The ability to use this system to separately observe the spectra of the coeluting essential oils p-cymene and limonene on a single dimension was confirmed. p-cymene and limonene were mixed in the ratios of 1:9, 2:8, 3:7, 4:6, 5:5, 6:4, 7:3, 8:2 and 9:1 in hexane. Solutions of only p-cymene and limonene were also prepared in hexane and analysed. A single unresolved chromatographic peak was observed for both components as a result of deliberate coelution (Figure 2B). The spectrum on each side of the peak apex (Figure 2A) corresponding to a 0.04 absorbance (i.e., at 3.49 and 3.74 min, Figure 2C) was extracted and a library search conducted on each spectrum. In each instance of the different ratio mixtures, p-cymene was observed to be the early eluting isomer and limonene eluting as the later isomer. For example, in the sample of 5:5 limonene to p-cymene, the spectrum at 3.49 mins gave a search score of 0.87 for p-cymene and the spectrum at 3.74 mins gave a result of limonene with a search score of 0.95.

——————————

- [Problems to solve]
A. Condense the paragraph of the coelution passage beginning "The ability to use this system" into a short bulleted list that keeps its main facts.
B. List every chemical substance named in the coelution passage.
C. Using the coelution passage, decide whether each statement agrees with the text. Answer yes or no, and quote the deciding words.
(i) Limonene eluted before p-cymene in the mixtures.
(ii) The mixtures of p-cymene and limonene were prepared in hexane.
(iii) In the 5:5 sample, the spectrum at 3.74 minutes matched limonene with a search score of 0.95.

[Dataset rows on where objects appear]

——————————

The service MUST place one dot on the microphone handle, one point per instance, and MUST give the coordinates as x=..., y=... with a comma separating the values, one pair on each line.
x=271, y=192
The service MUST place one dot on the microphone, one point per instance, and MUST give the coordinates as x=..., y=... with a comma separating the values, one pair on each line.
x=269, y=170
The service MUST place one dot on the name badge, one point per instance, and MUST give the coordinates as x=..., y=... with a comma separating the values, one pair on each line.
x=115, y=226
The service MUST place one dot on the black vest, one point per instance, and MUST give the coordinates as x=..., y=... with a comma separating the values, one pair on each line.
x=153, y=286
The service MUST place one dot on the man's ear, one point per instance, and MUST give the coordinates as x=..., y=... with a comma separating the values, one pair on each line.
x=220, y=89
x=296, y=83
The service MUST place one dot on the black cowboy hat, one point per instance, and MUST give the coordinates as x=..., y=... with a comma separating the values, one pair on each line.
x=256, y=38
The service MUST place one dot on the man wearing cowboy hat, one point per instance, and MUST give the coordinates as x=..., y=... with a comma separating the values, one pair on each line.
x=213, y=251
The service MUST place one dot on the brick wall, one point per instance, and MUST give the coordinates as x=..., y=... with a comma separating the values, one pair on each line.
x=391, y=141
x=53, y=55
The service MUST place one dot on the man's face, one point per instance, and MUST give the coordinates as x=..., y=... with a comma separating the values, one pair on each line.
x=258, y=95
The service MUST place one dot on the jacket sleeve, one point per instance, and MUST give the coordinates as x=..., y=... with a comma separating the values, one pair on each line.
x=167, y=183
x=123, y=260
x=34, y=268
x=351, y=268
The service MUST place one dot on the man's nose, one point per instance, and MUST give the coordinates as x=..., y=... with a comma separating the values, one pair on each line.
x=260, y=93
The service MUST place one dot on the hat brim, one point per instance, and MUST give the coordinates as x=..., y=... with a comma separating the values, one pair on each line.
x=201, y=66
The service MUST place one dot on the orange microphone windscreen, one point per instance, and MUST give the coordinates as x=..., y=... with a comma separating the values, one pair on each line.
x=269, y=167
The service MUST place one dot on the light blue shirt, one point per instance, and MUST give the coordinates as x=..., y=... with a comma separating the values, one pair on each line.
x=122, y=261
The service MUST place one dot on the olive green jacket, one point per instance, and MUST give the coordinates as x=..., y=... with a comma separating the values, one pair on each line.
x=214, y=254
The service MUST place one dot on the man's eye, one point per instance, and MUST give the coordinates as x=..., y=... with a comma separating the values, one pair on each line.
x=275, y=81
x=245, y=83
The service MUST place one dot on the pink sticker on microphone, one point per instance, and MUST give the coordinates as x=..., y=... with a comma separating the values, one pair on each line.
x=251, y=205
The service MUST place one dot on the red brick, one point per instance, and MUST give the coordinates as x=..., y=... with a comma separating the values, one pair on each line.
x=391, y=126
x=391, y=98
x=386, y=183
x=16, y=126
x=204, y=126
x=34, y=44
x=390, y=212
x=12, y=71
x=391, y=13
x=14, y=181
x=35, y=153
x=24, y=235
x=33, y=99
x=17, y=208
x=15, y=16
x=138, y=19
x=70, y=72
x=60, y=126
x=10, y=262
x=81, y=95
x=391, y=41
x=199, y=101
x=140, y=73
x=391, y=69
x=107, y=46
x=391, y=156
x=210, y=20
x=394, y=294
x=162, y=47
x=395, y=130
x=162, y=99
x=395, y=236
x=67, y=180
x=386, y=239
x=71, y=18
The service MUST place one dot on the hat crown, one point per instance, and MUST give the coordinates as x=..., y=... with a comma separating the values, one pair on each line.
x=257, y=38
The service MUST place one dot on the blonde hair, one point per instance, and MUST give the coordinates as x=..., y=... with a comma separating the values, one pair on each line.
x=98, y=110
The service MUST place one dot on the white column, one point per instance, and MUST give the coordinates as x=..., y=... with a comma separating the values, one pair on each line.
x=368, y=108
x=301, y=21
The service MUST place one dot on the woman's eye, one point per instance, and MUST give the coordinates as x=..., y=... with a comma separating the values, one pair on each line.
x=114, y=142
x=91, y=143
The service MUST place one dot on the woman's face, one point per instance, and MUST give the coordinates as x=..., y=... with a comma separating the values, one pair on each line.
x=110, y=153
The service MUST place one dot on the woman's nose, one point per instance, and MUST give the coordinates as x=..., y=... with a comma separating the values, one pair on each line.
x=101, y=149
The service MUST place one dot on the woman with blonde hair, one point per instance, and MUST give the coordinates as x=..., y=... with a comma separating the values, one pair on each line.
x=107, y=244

——————————

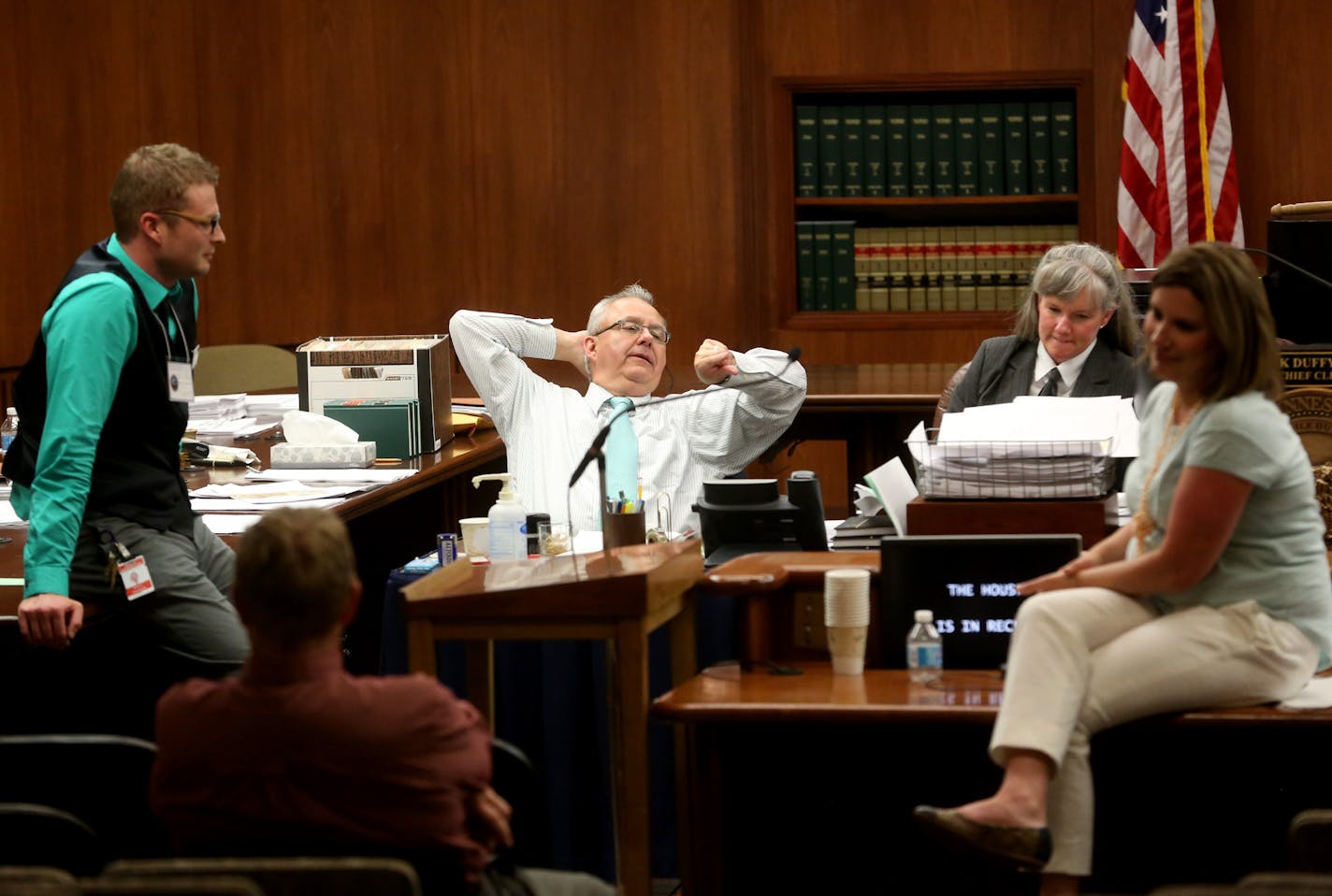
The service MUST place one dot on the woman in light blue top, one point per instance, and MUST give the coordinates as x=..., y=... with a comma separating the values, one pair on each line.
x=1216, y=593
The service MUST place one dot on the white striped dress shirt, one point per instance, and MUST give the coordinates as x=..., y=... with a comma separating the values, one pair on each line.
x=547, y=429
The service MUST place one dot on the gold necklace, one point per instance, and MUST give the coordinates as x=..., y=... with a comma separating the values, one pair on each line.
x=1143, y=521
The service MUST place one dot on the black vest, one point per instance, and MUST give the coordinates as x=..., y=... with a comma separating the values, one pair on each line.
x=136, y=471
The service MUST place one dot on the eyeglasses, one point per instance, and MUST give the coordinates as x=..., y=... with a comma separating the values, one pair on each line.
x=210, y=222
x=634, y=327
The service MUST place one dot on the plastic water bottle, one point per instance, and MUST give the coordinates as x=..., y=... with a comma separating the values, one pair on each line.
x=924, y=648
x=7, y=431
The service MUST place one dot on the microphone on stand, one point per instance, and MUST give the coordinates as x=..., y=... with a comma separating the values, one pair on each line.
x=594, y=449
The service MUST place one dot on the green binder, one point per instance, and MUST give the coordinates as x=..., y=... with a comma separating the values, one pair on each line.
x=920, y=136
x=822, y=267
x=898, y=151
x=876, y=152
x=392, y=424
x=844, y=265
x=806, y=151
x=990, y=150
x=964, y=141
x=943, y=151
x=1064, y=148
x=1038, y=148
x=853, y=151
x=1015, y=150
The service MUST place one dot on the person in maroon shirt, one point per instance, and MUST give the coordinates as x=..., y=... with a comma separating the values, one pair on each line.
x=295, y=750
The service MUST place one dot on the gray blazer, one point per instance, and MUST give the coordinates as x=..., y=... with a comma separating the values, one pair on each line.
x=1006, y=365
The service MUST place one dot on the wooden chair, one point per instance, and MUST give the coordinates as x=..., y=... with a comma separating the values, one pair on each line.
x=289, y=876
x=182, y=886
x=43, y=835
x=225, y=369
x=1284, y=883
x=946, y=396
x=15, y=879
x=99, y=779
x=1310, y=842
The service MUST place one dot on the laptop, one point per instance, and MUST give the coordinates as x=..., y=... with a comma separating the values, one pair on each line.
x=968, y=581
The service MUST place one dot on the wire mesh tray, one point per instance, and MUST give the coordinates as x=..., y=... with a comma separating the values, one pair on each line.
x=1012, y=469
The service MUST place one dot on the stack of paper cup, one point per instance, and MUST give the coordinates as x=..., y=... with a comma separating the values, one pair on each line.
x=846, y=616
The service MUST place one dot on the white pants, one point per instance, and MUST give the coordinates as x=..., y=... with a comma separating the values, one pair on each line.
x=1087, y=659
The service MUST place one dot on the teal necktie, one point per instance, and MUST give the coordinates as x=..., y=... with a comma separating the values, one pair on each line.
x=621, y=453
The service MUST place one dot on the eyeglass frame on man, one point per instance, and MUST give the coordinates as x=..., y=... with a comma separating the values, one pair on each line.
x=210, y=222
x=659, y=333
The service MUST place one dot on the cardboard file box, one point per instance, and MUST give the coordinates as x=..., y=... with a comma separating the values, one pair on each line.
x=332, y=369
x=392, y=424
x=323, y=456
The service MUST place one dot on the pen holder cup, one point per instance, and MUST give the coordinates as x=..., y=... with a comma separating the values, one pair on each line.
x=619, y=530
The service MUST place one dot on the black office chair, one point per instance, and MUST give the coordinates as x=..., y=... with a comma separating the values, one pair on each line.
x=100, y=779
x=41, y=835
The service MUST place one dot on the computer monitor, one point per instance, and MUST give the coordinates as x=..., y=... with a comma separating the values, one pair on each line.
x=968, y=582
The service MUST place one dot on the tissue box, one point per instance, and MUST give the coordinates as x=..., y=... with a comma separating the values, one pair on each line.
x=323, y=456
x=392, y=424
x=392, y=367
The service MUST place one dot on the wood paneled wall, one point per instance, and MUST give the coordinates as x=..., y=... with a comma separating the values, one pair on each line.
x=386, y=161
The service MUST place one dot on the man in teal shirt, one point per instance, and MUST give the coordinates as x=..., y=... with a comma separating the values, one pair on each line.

——————————

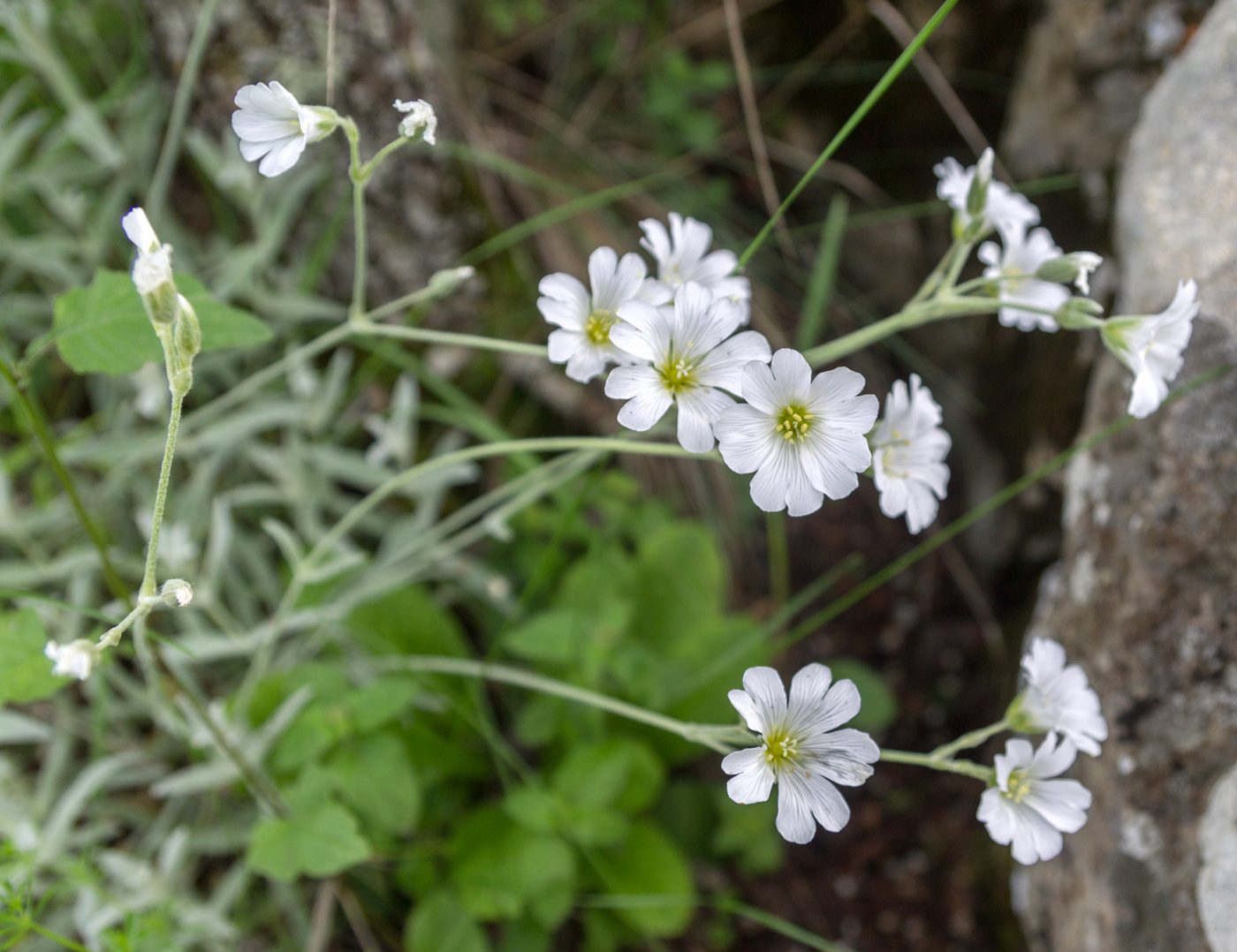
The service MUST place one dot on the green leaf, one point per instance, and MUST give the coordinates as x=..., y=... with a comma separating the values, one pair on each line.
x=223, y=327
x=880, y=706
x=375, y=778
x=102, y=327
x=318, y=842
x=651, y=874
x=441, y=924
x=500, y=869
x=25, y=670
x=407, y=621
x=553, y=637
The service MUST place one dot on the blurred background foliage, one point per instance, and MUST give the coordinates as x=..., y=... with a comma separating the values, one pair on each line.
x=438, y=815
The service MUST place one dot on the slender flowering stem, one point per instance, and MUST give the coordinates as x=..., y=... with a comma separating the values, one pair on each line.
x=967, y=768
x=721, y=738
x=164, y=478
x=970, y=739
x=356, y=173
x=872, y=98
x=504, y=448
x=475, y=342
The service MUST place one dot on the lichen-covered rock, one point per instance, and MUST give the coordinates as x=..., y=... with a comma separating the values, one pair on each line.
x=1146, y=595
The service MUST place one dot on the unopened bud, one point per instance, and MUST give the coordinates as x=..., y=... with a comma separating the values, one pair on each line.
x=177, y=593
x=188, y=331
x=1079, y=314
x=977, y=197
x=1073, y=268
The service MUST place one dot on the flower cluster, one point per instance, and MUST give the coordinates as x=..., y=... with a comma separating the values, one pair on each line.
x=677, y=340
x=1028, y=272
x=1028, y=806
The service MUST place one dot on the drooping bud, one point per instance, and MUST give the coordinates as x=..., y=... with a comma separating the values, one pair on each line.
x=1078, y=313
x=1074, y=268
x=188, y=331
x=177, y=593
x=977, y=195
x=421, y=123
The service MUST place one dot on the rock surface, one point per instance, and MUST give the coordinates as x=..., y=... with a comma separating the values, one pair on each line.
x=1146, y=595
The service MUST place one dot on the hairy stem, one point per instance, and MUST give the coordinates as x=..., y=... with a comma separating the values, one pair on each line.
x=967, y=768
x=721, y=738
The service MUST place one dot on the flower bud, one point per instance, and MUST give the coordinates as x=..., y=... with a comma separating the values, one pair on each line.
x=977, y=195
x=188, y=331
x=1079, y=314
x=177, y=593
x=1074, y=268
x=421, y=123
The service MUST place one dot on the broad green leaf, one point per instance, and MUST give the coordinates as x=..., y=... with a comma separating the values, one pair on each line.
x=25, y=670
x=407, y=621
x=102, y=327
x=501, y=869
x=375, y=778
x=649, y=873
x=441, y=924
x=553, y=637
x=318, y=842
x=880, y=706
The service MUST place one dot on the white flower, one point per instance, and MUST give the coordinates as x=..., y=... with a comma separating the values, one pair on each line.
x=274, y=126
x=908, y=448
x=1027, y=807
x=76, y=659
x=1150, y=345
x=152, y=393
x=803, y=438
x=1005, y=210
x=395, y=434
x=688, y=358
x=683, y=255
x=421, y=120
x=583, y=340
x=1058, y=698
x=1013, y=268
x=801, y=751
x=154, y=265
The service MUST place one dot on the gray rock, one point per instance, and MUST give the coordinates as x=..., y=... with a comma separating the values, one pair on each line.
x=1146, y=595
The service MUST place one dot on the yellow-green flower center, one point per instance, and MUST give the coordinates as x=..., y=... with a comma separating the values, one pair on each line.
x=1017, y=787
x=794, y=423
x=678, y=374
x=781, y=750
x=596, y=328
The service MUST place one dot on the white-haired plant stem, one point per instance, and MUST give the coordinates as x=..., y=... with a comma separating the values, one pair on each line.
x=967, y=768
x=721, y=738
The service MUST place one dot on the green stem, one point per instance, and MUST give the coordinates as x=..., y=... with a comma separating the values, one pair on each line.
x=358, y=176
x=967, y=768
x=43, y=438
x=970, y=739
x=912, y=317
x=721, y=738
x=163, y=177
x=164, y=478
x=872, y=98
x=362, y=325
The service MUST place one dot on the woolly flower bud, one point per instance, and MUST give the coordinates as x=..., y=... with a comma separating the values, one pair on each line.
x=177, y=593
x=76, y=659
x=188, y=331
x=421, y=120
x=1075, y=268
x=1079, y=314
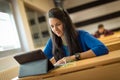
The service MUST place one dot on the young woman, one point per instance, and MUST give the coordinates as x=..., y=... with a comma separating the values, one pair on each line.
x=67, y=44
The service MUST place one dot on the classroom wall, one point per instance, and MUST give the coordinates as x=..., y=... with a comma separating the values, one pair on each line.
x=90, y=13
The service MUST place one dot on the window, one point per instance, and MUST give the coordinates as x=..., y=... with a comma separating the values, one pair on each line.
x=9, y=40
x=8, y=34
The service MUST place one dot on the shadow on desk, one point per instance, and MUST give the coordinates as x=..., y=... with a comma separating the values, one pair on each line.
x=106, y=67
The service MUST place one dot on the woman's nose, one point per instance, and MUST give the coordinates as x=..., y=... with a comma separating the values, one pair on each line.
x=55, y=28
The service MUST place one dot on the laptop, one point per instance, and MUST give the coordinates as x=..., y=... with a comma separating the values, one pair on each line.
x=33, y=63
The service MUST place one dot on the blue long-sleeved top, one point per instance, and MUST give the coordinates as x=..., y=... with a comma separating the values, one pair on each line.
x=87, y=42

——————————

- [Solutions to the tasks]
A.
- The system was shown to separately observe the spectra of the coeluting essential oils p-cymene and limonene on a single dimension.
- The two were mixed in hexane in ratios from 1:9 to 9:1, and solutions of each alone in hexane were also analyzed.
- Deliberate coelution produced a single unresolved chromatographic peak.
- Spectra on each side of the peak apex, at 0.04 absorbance (3.49 and 3.74 min), were extracted and library-searched.
- In every mixture, p-cymene eluted first and limonene later.
- In the 5:5 sample, the 3.49 min spectrum matched p-cymene (score 0.87) and the 3.74 min spectrum matched limonene (score 0.95).

B.
- p-cymene
- limonene
- hexane

C.
(i) No: "p-cymene was observed to be the early eluting isomer and limonene eluting as the later isomer"
(ii) Yes: "p-cymene and limonene were mixed in the ratios of 1:9, 2:8, 3:7, 4:6, 5:5, 6:4, 7:3, 8:2 and 9:1 in hexane"
(iii) Yes: "the spectrum at 3.74 mins gave a result of limonene with a search score of 0.95"